----- Entries

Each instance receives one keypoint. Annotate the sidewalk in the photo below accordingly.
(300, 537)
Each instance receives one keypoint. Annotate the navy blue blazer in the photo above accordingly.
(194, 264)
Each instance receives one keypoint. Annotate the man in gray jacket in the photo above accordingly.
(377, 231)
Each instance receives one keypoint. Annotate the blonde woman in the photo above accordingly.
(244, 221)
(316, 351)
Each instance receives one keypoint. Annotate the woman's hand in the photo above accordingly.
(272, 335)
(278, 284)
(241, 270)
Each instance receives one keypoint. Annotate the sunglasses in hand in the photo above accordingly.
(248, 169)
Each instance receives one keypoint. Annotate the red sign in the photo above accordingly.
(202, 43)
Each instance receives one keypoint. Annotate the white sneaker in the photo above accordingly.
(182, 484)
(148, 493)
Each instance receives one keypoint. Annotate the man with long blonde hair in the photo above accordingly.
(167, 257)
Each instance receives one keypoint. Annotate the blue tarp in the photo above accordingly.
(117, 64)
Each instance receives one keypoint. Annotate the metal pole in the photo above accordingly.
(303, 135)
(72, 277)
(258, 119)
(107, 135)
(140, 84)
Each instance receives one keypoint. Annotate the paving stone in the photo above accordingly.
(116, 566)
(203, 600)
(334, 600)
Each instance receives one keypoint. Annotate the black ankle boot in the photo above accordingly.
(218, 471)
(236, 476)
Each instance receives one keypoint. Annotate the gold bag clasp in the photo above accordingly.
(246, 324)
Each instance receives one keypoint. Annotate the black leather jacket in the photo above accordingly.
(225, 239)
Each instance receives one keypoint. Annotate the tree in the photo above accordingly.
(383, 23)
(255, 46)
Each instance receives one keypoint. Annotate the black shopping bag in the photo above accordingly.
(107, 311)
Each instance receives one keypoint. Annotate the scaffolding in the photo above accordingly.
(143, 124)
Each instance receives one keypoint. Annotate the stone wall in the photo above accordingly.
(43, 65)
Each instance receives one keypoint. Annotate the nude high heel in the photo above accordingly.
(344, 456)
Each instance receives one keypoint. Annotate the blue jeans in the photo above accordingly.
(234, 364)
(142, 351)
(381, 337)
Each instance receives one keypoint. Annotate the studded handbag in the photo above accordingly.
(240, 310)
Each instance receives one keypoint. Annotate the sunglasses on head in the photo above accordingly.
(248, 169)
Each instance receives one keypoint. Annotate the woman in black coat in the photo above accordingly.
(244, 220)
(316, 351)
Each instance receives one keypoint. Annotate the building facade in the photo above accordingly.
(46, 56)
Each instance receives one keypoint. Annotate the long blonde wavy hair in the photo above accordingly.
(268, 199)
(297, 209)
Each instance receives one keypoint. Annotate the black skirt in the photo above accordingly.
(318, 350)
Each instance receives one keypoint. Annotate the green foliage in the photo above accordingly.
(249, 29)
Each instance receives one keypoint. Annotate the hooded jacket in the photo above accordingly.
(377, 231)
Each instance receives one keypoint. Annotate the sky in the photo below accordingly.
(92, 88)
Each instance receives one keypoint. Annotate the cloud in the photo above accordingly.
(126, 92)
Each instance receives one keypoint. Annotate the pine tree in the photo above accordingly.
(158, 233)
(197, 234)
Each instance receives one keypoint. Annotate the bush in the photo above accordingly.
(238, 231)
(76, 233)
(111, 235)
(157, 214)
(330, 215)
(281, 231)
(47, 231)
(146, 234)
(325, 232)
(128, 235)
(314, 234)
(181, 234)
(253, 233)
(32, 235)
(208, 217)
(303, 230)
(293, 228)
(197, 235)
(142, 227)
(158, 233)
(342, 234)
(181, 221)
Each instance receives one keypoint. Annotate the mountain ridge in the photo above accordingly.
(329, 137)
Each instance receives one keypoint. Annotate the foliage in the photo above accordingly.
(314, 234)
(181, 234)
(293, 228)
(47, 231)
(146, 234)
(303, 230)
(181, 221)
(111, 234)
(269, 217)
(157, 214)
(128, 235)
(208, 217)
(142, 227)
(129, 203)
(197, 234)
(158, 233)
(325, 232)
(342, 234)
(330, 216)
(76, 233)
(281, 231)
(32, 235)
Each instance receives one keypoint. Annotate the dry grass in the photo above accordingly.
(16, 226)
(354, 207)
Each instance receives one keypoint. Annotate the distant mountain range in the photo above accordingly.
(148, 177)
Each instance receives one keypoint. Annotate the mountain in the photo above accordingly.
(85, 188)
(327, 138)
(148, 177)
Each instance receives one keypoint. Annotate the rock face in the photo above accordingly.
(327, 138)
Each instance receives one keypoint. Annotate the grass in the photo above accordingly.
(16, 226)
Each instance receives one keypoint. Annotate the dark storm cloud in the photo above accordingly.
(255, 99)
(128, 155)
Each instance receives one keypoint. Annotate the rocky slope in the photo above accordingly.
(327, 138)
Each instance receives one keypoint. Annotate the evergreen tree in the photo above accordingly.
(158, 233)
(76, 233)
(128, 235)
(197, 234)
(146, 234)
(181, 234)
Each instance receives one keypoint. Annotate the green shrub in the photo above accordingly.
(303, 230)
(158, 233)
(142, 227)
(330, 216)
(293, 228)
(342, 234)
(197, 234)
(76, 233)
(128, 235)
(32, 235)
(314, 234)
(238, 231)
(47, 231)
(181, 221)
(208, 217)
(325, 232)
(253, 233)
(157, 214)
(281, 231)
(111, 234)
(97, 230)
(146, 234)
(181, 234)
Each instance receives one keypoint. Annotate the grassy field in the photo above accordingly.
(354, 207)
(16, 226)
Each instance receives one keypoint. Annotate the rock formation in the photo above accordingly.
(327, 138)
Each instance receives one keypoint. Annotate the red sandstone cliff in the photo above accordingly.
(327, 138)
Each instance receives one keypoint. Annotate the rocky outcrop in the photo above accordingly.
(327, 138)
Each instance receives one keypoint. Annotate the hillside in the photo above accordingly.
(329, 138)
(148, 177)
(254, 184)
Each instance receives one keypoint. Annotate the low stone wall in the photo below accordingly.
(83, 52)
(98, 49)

----------

What is required = Repeat the material above in full, exactly as it stands.

Finished answer =
Each instance receives one keypoint. Annotate the sidewalk in the photo below accordingly.
(300, 537)
Each instance receives one keypoint. Annotate the navy blue blazer in the photo above accordingly.
(194, 264)
Each instance receives one keypoint. Annotate the man in gray jacket in the photo above accordingly.
(377, 231)
Each instance receives one keypoint. Annotate the blonde woman in the photo above accordingly.
(244, 221)
(316, 351)
Each instance receives one keypoint. Annotate the woman's hand in the photo above accordingly.
(272, 335)
(278, 284)
(241, 270)
Each instance receives one keypoint. Annotate the sunglasses in hand in the photo above accordingly.
(248, 169)
Each instance receives one keypoint. Annotate the red sign in the photo above accordingly.
(202, 43)
Each instance receives one keypoint. Annotate the white sneaker in the photo above accordingly.
(182, 484)
(148, 493)
Each instance receives one keypoint. Annotate the man with long blonde hair in the photo above accordingly.
(167, 257)
Each instance receives one keypoint. Annotate the blue tarp in the photo above accordingly.
(117, 64)
Each instance receives one keypoint. Annotate the metal pole in the photo above accordingly.
(303, 135)
(72, 277)
(258, 119)
(107, 135)
(140, 84)
Each instance receives one keypoint. Annotate the paving stone in the photo above accordingly.
(116, 566)
(203, 600)
(334, 600)
Each instance receives one keypoint. Annotate the black ankle boot in the photo above accordingly.
(218, 471)
(236, 476)
Each instance receives one keypoint. Annotate the gold bag clasp in the photo above accordingly.
(246, 324)
Each instance receives one keypoint. Annotate the black leather jacket in the photo above accordingly.
(225, 239)
Each instance receives one keypoint. Annotate the tree in the photo above accordingly.
(383, 23)
(255, 46)
Each instance receives one keypoint. Annotate the black shopping bag in the photo above accordingly.
(107, 311)
Each instance receives one keypoint. Annotate the scaffolding in the photo above accordingly.
(143, 124)
Each instance receives one keypoint. Annotate the stone wall in the photo above accordingly.
(43, 65)
Each instance receives one keypoint. Annotate the nude high heel in the photo above accordingly.
(344, 456)
Each instance receives one keypoint. Annotate the blue jeans in the photo above accordingly.
(234, 364)
(142, 351)
(381, 337)
Each instance receives one keypoint. Annotate the studded handbag in the photo above accordingly.
(240, 310)
Each instance receives one keypoint. Annotate the sunglasses on head in the photo above accordingly.
(248, 169)
Each instance receives one keypoint. Annotate the woman in black coat in the photo above accordingly.
(244, 220)
(316, 351)
Each instance receives one keypoint. Annotate the building facade in the photo above accordingly.
(46, 56)
Each instance receives one keypoint. Annotate the long blonde wavy hair in the photo above accordingly.
(268, 199)
(297, 209)
Each instance receives one keypoint. Annotate the black skirt in the photo above accordingly.
(318, 350)
Each instance receives one keypoint. Annotate the green foliage in the photo above accordingly.
(249, 29)
Each instance receives one keypoint. Annotate the hooded jacket in the photo above accordingly.
(377, 231)
Each instance receives one keypoint. Annotate the sky in the photo below accordingly.
(92, 88)
Each instance receives one keypoint. Annotate the cloud in the photo above accordingly.
(126, 92)
Each instance receives one keypoint. Annotate the pine tree in the photo above accordingly.
(158, 233)
(197, 234)
Each instance receives one keypoint. Annotate the bush in the photo above accordingly.
(238, 231)
(76, 233)
(111, 235)
(157, 214)
(330, 215)
(281, 231)
(47, 231)
(146, 234)
(325, 232)
(128, 235)
(314, 234)
(181, 234)
(253, 233)
(32, 235)
(208, 217)
(303, 230)
(293, 228)
(197, 235)
(142, 227)
(158, 233)
(342, 234)
(181, 221)
Each instance receives one keypoint. Annotate the mountain ridge in the photo above accordingly.
(329, 137)
Each instance receives one keypoint. Annotate the foliage in the photo above accordingly.
(314, 234)
(181, 234)
(293, 228)
(47, 231)
(146, 234)
(303, 230)
(181, 221)
(111, 234)
(269, 217)
(157, 214)
(128, 235)
(208, 217)
(142, 227)
(129, 203)
(197, 234)
(158, 233)
(325, 232)
(342, 234)
(330, 216)
(76, 233)
(281, 231)
(32, 235)
Each instance receives one keypoint. Annotate the dry grass in the photo above accordingly.
(16, 226)
(354, 207)
Each instance receives one keypoint. Annotate the distant mountain range in the photo above accordingly.
(148, 177)
Each instance receives one keypoint. Annotate the mountain in the photo above accordingly.
(85, 188)
(327, 138)
(148, 177)
Each instance receives one keypoint. Annotate the rock face in the photo above accordingly.
(327, 138)
Each instance receives one keypoint. Annotate the grass in the photo above accordingly.
(16, 226)
Each instance receives one keypoint. Annotate the dark storm cloud in the photo above accordingly.
(255, 99)
(128, 155)
Each instance receives one keypoint. Annotate the rocky slope in the photo above accordingly.
(327, 138)
Each instance receives one keypoint. Annotate the evergreen tree in the photo above accordingly.
(158, 233)
(76, 233)
(128, 235)
(197, 234)
(146, 234)
(181, 234)
Each instance receives one keypoint. Annotate the green shrub in the photo above accordingly.
(303, 230)
(158, 233)
(142, 227)
(330, 216)
(293, 228)
(342, 234)
(197, 234)
(76, 233)
(128, 235)
(32, 235)
(314, 234)
(238, 231)
(47, 231)
(181, 221)
(208, 217)
(325, 232)
(253, 233)
(157, 214)
(281, 231)
(111, 234)
(97, 230)
(146, 234)
(181, 234)
Each instance receives one keypoint. Annotate the grassy field in the photo above accordingly.
(354, 207)
(16, 226)
Each instance receives one keypoint. Annotate the rock formation in the photo above accordingly.
(327, 138)
Each instance receives one keypoint. Annotate the red sandstone cliff in the photo above accordingly.
(327, 138)
Each instance receives one keypoint. Annotate the rocky outcrop in the photo above accordingly.
(327, 138)
Each instance receives one keypoint. Annotate the hillside in the photo above accordingly.
(329, 138)
(148, 177)
(254, 184)
Each instance receives one keypoint. Annotate the low stone wall in the photo below accordingly.
(83, 52)
(98, 49)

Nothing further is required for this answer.